**Exercises to complete**
(A) Reproduce the part of the integration thread that opens with the words containing "Differentiating both sides" and closes with "Asterinn: Great !".
(B) Carry on the integration thread from its final line.

**Source excerpt**
::::::
Math, asked by senguptasayanika816, 3 months ago

integration
e^-xcos(e^-x)

Answers

Answered by Anonymous

14

Given Integrand,

$\displaystyle \sf \int {e}^{ - x} cos( {e}^{ - x} )dx$

Let u = 1/e^x.

Differentiating both sides w.r.t x,

$\implies \sf \dfrac{du}{dx} = - {e}^{ - x} \\ \\ \implies \sf \: dx = - \dfrac{du}{ {e}^{ - x} }$

Now,

$\longrightarrow \displaystyle \sf - \int {e}^{ - x} cos(u) \dfrac{du}{ {e}^{ - x} } \\ \\ \longrightarrow \displaystyle \sf - \int cos(u)du \\ \\ \longrightarrow \displaystyle \sf - sin(u) + c \\ \\ \longrightarrow \displaystyle \sf - sin( {e}^{ - x} ) + c$

Thus,

$\boxed{ \boxed{ \displaystyle \sf \int {e}^{ - x} cos( {e}^{ - x} )dx = - sin( {e}^{ - x} ) + c}}$

Asterinn: Great !
::::::
**Given entries**
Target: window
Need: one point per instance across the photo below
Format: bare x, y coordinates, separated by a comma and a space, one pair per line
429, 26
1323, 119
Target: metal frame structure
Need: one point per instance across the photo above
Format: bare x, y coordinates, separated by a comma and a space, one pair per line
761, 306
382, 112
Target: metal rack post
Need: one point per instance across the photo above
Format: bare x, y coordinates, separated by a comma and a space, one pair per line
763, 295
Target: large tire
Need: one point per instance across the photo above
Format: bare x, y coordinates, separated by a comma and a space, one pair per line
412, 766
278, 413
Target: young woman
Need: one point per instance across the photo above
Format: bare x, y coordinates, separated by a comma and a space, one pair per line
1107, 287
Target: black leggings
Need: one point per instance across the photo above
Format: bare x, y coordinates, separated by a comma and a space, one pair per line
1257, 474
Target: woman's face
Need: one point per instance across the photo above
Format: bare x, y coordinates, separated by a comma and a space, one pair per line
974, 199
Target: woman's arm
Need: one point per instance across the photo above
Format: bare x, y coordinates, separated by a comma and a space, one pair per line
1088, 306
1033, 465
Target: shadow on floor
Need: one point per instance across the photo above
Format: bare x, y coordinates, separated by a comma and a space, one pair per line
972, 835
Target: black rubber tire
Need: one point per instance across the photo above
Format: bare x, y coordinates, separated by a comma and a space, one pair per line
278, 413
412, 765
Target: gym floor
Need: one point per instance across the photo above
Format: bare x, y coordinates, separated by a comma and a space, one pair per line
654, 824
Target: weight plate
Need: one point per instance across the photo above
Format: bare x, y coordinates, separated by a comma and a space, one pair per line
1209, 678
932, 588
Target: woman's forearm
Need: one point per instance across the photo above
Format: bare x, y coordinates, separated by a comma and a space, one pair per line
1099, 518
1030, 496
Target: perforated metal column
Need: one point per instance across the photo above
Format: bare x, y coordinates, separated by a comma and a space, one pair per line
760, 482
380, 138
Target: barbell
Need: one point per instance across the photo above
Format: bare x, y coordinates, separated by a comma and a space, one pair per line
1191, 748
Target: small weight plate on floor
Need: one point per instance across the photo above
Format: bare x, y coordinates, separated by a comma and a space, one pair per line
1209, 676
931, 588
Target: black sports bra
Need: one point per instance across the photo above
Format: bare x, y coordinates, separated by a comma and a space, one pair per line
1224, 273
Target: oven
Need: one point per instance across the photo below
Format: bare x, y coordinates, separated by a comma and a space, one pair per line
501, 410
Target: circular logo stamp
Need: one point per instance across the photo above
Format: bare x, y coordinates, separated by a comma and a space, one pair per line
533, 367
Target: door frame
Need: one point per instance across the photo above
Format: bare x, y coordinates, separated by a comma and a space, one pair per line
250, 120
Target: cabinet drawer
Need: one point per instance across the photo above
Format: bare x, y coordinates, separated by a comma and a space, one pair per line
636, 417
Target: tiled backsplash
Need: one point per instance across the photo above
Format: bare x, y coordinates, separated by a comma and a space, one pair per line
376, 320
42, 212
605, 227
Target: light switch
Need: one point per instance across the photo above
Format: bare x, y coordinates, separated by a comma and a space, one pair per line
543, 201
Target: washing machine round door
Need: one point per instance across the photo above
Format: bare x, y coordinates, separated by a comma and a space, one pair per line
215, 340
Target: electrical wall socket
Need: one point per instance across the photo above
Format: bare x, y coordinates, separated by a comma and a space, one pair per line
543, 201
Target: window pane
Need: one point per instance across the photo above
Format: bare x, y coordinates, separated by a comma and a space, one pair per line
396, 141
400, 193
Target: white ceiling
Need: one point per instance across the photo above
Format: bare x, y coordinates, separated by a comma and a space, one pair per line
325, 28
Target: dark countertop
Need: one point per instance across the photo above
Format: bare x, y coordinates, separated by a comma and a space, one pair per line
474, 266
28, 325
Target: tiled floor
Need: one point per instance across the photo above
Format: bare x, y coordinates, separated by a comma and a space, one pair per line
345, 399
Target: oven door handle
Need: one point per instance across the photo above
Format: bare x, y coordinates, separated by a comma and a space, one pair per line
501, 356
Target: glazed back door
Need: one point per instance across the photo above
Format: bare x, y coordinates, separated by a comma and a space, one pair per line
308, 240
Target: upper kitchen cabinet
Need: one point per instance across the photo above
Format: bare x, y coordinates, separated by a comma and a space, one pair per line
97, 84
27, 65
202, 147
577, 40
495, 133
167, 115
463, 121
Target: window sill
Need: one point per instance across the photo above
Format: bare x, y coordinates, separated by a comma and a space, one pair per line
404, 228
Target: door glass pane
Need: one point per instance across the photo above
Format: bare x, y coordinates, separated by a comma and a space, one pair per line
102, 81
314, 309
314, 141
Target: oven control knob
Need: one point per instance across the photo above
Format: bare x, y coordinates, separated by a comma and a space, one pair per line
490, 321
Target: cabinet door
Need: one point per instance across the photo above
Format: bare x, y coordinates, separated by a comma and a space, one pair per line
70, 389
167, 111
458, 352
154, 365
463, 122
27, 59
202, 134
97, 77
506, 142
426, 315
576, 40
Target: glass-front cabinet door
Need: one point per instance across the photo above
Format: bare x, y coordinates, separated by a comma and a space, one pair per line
::::::
**Task-by-task outputs**
(A)
Differentiating both sides w.r.t x,

$\implies \sf \dfrac{du}{dx} = - {e}^{ - x} \\ \\ \implies \sf \: dx = - \dfrac{du}{ {e}^{ - x} }$

Now,

$\longrightarrow \displaystyle \sf - \int {e}^{ - x} cos(u) \dfrac{du}{ {e}^{ - x} } \\ \\ \longrightarrow \displaystyle \sf - \int cos(u)du \\ \\ \longrightarrow \displaystyle \sf - sin(u) + c \\ \\ \longrightarrow \displaystyle \sf - sin( {e}^{ - x} ) + c$

Thus,

$\boxed{ \boxed{ \displaystyle \sf \int {e}^{ - x} cos( {e}^{ - x} )dx = - sin( {e}^{ - x} ) + c}}$

Asterinn: Great !

(B)
Anonymous: Thank you!

RockingStarPratheek: Awesome !

Answered by Anonymous

6

Solution

Given :-

$\tt \implies \int {e}^{ - x} cos( {e}^{ - x})dx \\$

Using Substitution Method

so, Let

$\tt \implies \: {e}^{ - x} = t$

Now Differentiate Both the side with Respect to x , We get

$\tt \implies \: \dfrac{d( {e}^{ - x}) }{dx} = \dfrac{dt}{dx}$

$\tt \implies \: - e ^{ - x} = \dfrac{dt}{dx}$

$\tt \implies \: - (e ^{ - x} ) dx = dt$

$\tt \implies \: (e ^{ - x} ) dx = - dt$

Now we can write as

$\tt \implies \int {e}^{ - x} cos( {e}^{ - x})dx \\$

$\tt \implies \: \int - cos(t)dt \\$

$\tt \implies \: - \int cos(t)dt \\$

$\tt\implies - sin(t) + c$

Now put the value of t , we get

$\tt\implies - sin({e}^{ - x}) + c$

Answer

$\tt\implies - sin({e}^{ - x}) + c$

RockingStarPratheek: Splendid !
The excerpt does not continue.